- [Document extract]
May is peak season on Broadway. All the shows that want to meet the cutoff for Tony Award eligibility have opened. Now the Tony nominations have been announced, and not every show that opened this season will survive the coming months. All to say, now is your chance to see the best of Broadway’s new shows — while they’re still around.

‘Arthur Miller’s Death of a Salesman’

Two of the greatest theater actors of this generation: Nathan Lane and Laurie Metcalf. One of the finest theater directors of this era: Joe Mantello. Throw the trio together with one of American theater’s most studied texts, and the results are fireworks. Mantello’s production of “Death of a Salesman” plays fast and loose with the realism, as it should. This is the theater after all, where “real” is a construct, and the irreal tells us more about humanity than its inverse can. (through Aug. 9)

‘August Wilson’s Joe Turner’s Come and Gone’

August Wilson, the playwright who documented Black life across every decade of the 20th century in 10 plays, is back on the boards with this lively revival of “Joe Turner’s Come and Gone,” the installment that occurs during the 1910s. As always, verisimilitude and the supernatural exist side by side in this tale of the denizens of a boardinghouse in Pittsburgh. The marquee names are Taraji P. Henson and Cedric the Entertainer as the owners of the boardinghouse, but Ruben Santiago-Hudson, an August Wilson stalwart, is the one to watch as the home’s resident conjure man. (through July 26)

‘Cats: The Jellicle Ball’

Joy was always at the core of Andrew Lloyd Webber’s musical “Cats,” based on the poetry of T.S. Eliot. Still, the joy was flattened in the original production: A litter box of dancing humans dressed in furry leotards as, well, cats has limited allure. Leave it to Black and queer people to give the beloved musical its tenth life, a glorious, ecstatic one. “Cats: The Jellicle Ball” changes not a sandpaper-tongue lick of the text but moves the story to the underground world of ballroom. The performers vogue, they preen, they dip, they shake their asses. Never has the fringe shown Broadway just exactly how to put on the show of shows. (through Sept. 6)

- [Listed entries]
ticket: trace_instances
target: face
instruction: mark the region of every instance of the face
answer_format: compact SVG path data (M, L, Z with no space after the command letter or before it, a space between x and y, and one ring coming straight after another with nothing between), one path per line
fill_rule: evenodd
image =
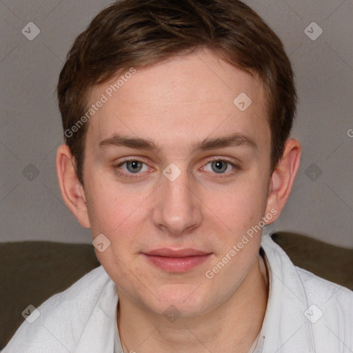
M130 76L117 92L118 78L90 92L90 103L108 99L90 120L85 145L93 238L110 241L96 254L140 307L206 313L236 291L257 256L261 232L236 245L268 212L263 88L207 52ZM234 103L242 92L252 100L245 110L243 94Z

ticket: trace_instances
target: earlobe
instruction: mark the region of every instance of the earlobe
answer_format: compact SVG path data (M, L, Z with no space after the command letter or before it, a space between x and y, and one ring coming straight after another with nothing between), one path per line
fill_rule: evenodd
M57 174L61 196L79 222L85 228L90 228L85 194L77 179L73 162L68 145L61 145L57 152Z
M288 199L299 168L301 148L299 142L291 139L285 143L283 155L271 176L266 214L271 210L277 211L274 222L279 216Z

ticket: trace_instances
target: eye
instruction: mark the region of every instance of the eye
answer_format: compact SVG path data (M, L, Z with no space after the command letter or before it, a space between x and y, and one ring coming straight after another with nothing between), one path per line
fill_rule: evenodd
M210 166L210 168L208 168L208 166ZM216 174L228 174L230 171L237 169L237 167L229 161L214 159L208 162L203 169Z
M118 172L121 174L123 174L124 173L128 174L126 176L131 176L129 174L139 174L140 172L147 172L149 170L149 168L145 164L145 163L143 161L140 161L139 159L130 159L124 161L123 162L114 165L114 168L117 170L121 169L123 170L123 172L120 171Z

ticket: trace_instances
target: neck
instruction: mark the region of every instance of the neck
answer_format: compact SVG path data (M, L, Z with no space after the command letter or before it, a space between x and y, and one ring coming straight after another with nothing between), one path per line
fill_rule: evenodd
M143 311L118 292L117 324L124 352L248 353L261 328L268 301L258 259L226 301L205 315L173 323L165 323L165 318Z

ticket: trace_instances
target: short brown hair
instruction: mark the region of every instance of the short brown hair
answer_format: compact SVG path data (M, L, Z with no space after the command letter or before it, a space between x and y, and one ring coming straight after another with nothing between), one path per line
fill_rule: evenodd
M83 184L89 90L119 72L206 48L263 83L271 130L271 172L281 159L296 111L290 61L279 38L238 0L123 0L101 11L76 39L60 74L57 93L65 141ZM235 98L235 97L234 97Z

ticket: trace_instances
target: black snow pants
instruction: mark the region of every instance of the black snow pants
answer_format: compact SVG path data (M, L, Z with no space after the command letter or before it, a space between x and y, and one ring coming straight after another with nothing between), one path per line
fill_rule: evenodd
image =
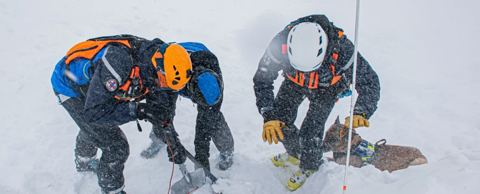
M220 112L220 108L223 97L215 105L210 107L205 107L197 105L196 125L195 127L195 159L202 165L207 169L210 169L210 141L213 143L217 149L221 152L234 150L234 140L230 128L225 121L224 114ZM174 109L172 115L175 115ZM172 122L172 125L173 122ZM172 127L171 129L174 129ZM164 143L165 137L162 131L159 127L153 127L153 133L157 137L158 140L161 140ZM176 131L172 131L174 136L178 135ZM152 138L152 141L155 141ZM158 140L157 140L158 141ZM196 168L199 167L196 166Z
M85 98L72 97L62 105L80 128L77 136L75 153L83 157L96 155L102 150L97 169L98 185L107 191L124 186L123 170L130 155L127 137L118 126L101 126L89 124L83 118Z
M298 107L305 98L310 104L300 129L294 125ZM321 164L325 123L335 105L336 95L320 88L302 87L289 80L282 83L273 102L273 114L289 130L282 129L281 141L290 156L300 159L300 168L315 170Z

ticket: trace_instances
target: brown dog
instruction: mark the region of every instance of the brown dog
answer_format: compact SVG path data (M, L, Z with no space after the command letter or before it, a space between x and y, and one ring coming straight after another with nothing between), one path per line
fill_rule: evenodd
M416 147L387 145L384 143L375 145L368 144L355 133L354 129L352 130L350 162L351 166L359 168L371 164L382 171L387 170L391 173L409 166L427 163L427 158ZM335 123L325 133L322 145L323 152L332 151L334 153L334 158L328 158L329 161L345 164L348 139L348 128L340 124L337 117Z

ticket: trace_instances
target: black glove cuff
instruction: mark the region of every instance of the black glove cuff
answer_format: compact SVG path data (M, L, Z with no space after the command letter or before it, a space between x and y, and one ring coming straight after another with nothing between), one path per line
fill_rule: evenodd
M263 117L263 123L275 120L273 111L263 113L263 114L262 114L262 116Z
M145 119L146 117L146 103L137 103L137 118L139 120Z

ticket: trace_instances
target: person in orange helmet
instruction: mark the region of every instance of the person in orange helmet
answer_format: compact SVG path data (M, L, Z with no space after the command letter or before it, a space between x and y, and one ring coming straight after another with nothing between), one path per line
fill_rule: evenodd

- [Directives]
A. Who directed the production of "Death of a Salesman" described in the Broadway article?
B. Please repeat the Broadway article from "August Wilson, the" up to and including "(through July 26)".
Rely only on the Broadway article and not on the items.

- [Answers]
A. Joe Mantello

B.
August Wilson, the playwright who documented Black life across every decade of the 20th century in 10 plays, is back on the boards with this lively revival of “Joe Turner’s Come and Gone,” the installment that occurs during the 1910s. As always, verisimilitude and the supernatural exist side by side in this tale of the denizens of a boardinghouse in Pittsburgh. The marquee names are Taraji P. Henson and Cedric the Entertainer as the owners of the boardinghouse, but Ruben Santiago-Hudson, an August Wilson stalwart, is the one to watch as the home’s resident conjure man. (through July 26)